Pointing and labeling records:
╔══

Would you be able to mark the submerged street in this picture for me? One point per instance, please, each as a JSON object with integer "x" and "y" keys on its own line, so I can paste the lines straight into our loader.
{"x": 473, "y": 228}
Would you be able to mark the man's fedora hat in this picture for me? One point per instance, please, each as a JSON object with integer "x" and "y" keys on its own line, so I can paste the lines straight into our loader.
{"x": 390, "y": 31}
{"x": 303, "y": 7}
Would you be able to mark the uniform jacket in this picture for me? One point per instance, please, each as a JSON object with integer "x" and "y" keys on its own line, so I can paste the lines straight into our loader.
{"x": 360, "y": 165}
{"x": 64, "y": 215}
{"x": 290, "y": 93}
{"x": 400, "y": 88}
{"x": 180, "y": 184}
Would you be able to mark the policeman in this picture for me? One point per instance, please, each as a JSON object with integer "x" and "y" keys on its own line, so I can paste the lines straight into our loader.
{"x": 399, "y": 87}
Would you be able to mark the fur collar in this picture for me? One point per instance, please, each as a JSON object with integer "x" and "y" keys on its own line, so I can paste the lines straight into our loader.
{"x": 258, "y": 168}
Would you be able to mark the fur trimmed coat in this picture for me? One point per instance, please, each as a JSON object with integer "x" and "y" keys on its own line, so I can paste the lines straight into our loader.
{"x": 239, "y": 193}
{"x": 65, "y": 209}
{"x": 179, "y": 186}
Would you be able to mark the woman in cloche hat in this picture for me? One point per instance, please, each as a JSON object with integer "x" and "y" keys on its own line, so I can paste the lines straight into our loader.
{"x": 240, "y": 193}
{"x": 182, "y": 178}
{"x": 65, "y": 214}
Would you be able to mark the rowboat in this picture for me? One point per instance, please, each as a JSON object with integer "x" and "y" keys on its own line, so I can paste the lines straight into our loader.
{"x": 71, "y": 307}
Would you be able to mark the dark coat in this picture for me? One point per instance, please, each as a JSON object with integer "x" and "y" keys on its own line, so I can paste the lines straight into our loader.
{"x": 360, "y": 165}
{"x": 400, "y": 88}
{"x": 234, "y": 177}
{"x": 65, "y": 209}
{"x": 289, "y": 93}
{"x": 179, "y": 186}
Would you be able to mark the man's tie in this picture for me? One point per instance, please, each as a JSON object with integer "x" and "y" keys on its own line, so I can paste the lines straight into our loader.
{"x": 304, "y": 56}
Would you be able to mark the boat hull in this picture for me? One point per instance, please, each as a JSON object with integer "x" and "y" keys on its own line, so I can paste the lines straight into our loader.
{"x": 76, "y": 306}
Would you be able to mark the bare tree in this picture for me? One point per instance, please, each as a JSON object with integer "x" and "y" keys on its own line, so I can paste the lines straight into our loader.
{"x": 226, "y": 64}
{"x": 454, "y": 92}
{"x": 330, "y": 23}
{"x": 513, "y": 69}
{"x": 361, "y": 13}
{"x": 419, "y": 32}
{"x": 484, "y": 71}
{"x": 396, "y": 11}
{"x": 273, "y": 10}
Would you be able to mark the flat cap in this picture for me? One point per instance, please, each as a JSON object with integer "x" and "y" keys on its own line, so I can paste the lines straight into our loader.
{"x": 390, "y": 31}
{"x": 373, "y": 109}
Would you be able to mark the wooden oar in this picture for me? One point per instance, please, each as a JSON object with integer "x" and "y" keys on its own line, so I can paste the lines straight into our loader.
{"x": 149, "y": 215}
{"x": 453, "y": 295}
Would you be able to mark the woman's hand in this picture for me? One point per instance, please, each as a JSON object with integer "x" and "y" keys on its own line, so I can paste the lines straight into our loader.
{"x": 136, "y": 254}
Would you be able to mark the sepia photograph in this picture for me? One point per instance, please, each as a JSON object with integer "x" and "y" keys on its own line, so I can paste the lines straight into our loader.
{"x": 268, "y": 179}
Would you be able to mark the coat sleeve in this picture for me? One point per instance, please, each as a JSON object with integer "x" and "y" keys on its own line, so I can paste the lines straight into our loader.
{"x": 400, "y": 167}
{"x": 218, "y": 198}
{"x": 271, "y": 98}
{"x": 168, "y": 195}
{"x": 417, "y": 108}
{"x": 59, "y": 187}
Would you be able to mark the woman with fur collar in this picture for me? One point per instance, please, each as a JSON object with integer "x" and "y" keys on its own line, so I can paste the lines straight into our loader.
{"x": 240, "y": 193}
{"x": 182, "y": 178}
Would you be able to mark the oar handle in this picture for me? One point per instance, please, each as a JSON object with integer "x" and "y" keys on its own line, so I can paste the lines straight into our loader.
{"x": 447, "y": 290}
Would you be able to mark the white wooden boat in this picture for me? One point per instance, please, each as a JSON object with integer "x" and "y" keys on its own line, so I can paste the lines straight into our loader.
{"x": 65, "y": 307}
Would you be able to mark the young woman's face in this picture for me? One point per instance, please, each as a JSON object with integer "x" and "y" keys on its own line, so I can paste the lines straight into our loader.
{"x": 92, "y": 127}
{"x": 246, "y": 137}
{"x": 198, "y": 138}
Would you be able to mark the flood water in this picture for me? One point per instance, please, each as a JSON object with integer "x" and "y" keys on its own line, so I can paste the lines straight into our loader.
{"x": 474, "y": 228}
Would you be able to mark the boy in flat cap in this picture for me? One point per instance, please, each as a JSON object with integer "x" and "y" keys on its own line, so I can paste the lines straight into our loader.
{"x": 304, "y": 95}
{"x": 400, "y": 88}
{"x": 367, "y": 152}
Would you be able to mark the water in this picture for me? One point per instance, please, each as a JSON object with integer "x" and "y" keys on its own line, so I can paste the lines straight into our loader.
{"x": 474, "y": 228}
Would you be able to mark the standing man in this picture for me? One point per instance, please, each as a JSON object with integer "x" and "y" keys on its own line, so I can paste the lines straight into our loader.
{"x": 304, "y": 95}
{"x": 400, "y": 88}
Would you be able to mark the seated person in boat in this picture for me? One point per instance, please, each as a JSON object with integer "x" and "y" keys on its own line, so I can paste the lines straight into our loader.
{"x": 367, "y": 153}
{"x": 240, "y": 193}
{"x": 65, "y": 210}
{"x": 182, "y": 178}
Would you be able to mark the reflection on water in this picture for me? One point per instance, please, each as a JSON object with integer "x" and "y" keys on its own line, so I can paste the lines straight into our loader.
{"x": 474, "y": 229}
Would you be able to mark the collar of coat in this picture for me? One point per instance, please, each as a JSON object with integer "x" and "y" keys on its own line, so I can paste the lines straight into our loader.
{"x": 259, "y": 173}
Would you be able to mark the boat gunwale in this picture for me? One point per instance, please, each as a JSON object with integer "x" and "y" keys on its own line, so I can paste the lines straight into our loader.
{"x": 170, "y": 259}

╚══
╔══

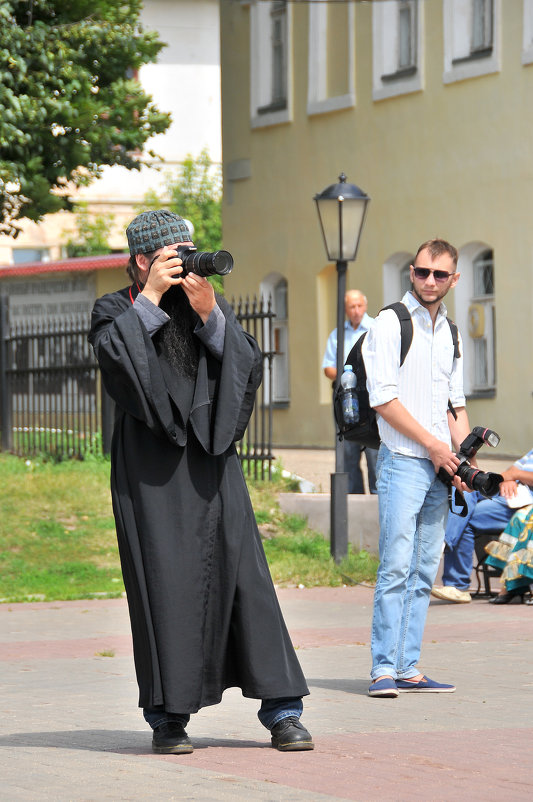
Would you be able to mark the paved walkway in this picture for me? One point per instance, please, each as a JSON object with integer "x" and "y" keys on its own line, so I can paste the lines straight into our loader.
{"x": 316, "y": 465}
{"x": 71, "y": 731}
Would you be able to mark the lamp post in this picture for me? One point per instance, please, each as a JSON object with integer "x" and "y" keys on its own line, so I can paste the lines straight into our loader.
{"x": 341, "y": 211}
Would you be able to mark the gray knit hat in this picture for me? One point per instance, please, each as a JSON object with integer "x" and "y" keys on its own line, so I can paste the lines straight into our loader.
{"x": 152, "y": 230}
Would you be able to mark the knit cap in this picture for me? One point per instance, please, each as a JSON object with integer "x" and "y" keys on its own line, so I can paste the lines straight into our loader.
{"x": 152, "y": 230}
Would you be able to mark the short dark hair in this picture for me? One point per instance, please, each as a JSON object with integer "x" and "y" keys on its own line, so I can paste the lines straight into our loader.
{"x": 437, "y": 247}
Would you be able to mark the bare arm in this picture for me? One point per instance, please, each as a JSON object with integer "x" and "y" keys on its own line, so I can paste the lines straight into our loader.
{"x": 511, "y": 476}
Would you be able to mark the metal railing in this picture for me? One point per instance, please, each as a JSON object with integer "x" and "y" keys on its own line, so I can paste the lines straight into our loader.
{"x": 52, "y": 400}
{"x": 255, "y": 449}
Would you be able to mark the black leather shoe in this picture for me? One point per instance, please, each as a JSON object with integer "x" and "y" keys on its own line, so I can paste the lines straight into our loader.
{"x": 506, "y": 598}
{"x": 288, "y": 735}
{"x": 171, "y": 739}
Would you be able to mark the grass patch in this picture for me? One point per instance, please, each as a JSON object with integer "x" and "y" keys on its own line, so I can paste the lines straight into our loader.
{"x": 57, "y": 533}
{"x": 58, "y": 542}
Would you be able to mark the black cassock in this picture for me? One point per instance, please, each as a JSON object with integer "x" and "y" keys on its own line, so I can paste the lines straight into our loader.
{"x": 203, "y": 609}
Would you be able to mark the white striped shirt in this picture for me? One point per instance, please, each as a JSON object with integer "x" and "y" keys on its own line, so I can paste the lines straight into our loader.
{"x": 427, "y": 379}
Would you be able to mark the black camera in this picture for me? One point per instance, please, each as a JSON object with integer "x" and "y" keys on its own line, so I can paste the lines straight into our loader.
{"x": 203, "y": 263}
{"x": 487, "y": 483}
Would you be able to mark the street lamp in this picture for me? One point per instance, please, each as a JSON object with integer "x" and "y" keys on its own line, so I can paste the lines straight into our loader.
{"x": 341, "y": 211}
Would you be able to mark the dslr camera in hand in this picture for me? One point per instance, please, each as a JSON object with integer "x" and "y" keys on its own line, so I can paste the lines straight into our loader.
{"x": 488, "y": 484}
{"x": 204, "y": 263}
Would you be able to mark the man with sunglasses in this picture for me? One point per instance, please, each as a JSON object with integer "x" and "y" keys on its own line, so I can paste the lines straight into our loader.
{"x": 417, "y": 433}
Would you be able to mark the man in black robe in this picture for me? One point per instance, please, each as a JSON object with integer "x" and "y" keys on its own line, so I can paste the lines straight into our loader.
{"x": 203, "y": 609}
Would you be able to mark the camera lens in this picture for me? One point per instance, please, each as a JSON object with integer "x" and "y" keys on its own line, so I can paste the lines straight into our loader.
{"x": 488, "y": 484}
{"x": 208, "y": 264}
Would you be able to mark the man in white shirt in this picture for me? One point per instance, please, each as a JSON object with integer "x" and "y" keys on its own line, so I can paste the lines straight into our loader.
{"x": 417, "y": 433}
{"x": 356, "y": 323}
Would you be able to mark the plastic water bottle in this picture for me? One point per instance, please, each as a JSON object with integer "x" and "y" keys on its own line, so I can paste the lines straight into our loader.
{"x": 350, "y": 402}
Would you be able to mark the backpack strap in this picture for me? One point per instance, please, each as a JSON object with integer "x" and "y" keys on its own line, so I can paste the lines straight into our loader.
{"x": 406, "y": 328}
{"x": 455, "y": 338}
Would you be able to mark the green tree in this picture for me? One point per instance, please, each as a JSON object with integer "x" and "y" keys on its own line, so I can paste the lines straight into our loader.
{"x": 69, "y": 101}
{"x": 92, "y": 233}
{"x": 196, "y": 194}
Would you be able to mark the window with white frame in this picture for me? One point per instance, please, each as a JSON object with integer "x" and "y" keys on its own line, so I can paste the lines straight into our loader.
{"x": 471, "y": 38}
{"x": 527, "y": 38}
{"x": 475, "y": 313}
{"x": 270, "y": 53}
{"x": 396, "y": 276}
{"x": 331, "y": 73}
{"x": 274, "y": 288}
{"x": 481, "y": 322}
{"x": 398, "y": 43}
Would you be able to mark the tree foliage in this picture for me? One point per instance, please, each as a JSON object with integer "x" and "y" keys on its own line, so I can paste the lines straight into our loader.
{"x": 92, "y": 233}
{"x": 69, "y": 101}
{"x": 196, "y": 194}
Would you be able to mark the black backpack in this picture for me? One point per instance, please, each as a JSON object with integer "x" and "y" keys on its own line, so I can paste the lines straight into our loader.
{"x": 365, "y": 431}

╚══
╔══

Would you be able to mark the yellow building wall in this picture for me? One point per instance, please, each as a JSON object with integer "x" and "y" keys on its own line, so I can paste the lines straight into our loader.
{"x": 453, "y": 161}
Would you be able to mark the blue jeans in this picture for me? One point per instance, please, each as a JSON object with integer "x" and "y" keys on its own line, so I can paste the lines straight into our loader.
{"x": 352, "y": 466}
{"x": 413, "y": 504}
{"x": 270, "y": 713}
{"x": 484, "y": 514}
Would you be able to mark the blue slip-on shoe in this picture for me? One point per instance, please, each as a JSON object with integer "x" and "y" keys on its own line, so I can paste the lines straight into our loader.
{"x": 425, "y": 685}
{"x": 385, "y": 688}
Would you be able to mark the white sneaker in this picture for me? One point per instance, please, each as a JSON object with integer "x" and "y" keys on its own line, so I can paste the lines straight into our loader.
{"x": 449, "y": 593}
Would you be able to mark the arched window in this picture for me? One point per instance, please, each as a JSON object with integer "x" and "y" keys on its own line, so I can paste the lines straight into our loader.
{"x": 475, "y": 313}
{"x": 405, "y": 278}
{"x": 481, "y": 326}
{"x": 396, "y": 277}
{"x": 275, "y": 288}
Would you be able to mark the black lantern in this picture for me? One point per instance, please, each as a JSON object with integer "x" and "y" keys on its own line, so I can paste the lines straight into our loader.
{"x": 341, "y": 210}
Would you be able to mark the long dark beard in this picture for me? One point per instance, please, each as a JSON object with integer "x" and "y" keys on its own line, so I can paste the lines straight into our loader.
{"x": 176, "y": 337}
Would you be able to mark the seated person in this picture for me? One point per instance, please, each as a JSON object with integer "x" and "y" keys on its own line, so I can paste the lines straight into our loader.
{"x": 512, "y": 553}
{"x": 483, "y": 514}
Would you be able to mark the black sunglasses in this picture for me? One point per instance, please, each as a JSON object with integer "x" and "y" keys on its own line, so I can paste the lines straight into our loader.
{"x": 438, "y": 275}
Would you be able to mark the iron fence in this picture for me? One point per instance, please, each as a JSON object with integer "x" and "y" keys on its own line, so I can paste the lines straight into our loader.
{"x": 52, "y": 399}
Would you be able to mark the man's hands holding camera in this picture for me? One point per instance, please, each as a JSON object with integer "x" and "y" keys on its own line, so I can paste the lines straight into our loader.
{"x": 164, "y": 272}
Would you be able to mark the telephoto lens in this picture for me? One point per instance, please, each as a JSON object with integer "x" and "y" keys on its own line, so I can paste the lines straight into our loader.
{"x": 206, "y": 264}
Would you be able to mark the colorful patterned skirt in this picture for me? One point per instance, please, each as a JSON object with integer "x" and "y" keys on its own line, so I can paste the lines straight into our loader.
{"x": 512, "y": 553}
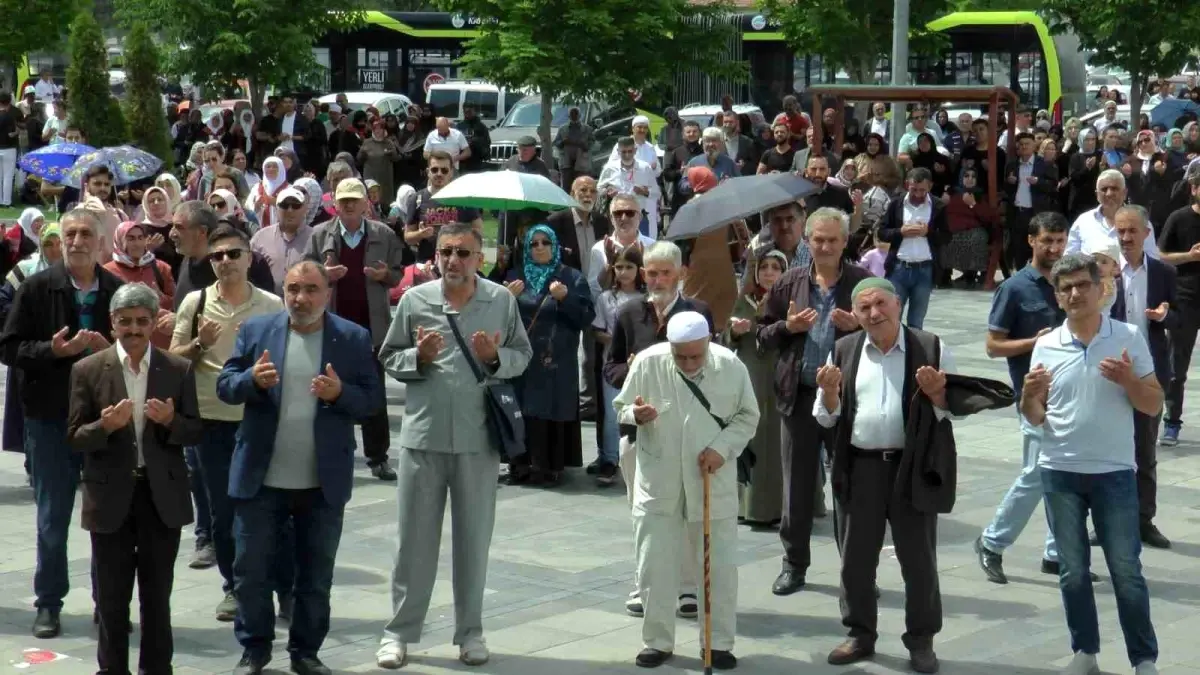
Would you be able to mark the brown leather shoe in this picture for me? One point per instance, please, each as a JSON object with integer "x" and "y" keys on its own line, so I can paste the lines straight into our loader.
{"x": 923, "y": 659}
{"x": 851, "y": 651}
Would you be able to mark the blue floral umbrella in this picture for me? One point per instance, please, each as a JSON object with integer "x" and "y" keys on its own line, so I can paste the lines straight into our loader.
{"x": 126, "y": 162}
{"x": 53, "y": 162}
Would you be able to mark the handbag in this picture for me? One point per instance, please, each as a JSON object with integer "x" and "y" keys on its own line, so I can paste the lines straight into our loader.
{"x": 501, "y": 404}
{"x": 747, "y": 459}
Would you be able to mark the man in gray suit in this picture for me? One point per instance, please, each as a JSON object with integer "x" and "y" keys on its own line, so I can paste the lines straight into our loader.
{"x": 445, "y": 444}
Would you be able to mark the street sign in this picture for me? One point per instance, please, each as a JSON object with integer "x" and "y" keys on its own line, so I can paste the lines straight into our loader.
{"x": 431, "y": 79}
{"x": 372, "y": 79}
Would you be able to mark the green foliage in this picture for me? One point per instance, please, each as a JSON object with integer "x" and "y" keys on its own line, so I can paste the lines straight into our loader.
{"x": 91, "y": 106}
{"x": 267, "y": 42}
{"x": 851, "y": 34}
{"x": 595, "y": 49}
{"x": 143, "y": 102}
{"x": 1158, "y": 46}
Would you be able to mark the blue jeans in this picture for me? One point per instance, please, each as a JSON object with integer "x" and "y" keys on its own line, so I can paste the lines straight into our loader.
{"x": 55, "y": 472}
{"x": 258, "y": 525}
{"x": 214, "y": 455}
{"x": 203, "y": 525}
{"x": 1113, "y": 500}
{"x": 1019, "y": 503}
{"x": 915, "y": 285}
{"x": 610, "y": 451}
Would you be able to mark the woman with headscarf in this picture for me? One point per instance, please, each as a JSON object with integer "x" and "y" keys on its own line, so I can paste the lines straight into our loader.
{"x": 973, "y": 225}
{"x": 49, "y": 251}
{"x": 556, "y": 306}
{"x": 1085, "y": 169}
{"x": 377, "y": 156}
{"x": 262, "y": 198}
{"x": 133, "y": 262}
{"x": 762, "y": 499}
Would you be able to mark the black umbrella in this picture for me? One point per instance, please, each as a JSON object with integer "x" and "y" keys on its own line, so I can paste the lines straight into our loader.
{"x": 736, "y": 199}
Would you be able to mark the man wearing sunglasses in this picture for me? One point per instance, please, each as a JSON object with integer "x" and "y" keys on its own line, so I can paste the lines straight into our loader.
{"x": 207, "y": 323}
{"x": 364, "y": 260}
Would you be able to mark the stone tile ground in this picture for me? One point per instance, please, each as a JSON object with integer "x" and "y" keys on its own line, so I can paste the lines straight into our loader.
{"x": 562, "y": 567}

╚══

▸ **Written request**:
Pull out every line of the records above that contains the string "walkway", and copy each one in full.

▸ **Response below**:
Would you be able to mark the paved walkway in this picture for me? One point per instance, please, each as a JSON object with integer "x" and "y" keys on its own line, so I can paste the lines straight into our loader.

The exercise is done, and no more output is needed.